* Task brief: Copy out all the entries below, swapping in "frame" wherever "screenshot" appears and changing nothing else.

* Material supplied:
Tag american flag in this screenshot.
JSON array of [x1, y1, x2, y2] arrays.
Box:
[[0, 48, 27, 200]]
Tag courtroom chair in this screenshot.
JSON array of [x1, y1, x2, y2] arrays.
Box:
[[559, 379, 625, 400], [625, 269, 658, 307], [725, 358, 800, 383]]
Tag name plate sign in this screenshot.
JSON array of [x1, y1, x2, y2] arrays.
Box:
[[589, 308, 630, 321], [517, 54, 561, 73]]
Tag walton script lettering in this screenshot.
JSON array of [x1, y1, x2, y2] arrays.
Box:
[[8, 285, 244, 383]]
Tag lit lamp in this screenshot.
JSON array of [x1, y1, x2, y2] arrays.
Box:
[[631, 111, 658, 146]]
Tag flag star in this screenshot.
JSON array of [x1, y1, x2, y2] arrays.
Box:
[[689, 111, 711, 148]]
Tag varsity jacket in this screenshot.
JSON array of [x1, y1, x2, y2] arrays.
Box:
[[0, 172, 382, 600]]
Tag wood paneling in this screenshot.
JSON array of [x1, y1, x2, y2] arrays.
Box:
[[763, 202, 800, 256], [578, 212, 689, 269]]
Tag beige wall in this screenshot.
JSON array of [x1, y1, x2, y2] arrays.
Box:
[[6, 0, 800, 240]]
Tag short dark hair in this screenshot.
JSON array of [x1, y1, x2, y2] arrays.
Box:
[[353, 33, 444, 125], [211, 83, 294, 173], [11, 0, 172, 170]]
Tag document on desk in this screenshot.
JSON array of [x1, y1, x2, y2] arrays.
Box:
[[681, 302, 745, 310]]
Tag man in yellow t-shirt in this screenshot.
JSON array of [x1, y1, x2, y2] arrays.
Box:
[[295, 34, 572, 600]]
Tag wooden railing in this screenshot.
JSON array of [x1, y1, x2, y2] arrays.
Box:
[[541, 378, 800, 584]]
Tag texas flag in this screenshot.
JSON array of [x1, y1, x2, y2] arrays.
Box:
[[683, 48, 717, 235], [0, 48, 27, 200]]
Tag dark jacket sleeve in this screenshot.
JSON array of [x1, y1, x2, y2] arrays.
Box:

* Exercise solution:
Tag american flag in this frame.
JSON array of [x1, y1, x2, y2] arrays.
Box:
[[0, 48, 27, 200]]
Tag courtroom chair in this frame.
JSON array of [x1, y1, x2, y2] arrays.
Box:
[[559, 379, 625, 400], [625, 269, 658, 307], [725, 358, 800, 383]]
Tag name plate sign in this frame.
JSON array of [x1, y1, x2, y2] arrays.
Box:
[[589, 308, 630, 321], [517, 54, 561, 73]]
Tag walton script lettering in this frame.
JSON array of [x1, y1, x2, y2] arrays.
Box:
[[8, 285, 244, 383]]
Tag lit lamp in this frame.
JSON array of [x1, y1, x2, y2] arrays.
Box:
[[631, 111, 658, 146]]
Tag flag star in this frame.
JSON array of [x1, y1, x2, y2] arrays.
Box:
[[689, 111, 711, 148]]
Tag varsity jacket in this frame.
JSON array of [x1, y1, x2, y2] arrays.
Box:
[[0, 172, 382, 600]]
Tag wood paneling in this frame.
JSON array of [x1, y1, x2, y2] arrays.
Box:
[[763, 202, 800, 256], [578, 212, 689, 269]]
Tag beige wall in this frame.
JSON array of [x1, y1, x2, y2] arrays.
Box:
[[6, 0, 800, 240]]
Tag short dark hair in this frame.
JSON array of [x1, y1, x2, y2] arrays.
Box:
[[353, 33, 444, 125], [211, 83, 294, 173], [11, 0, 172, 170]]
Tag document on desk in this frame.
JSON array of [x1, y1, x2, y2] arrays.
Box:
[[681, 302, 745, 310]]
Tag man in yellow t-shirt in this frame.
JSON array of [x1, y1, x2, y2] arrays.
Box:
[[295, 34, 572, 600]]
Tag wooden railing in this frame.
JSON array of [x1, y1, x2, y2] arrays.
Box:
[[541, 378, 800, 584]]
Tag texas flag in this frame.
JSON array of [x1, y1, x2, y2] arrays.
Box:
[[683, 48, 717, 235], [0, 48, 27, 200]]
Tag dark jacket sleeve in this frame.
JSON array of [x1, y1, x2, y2] arrays.
Box:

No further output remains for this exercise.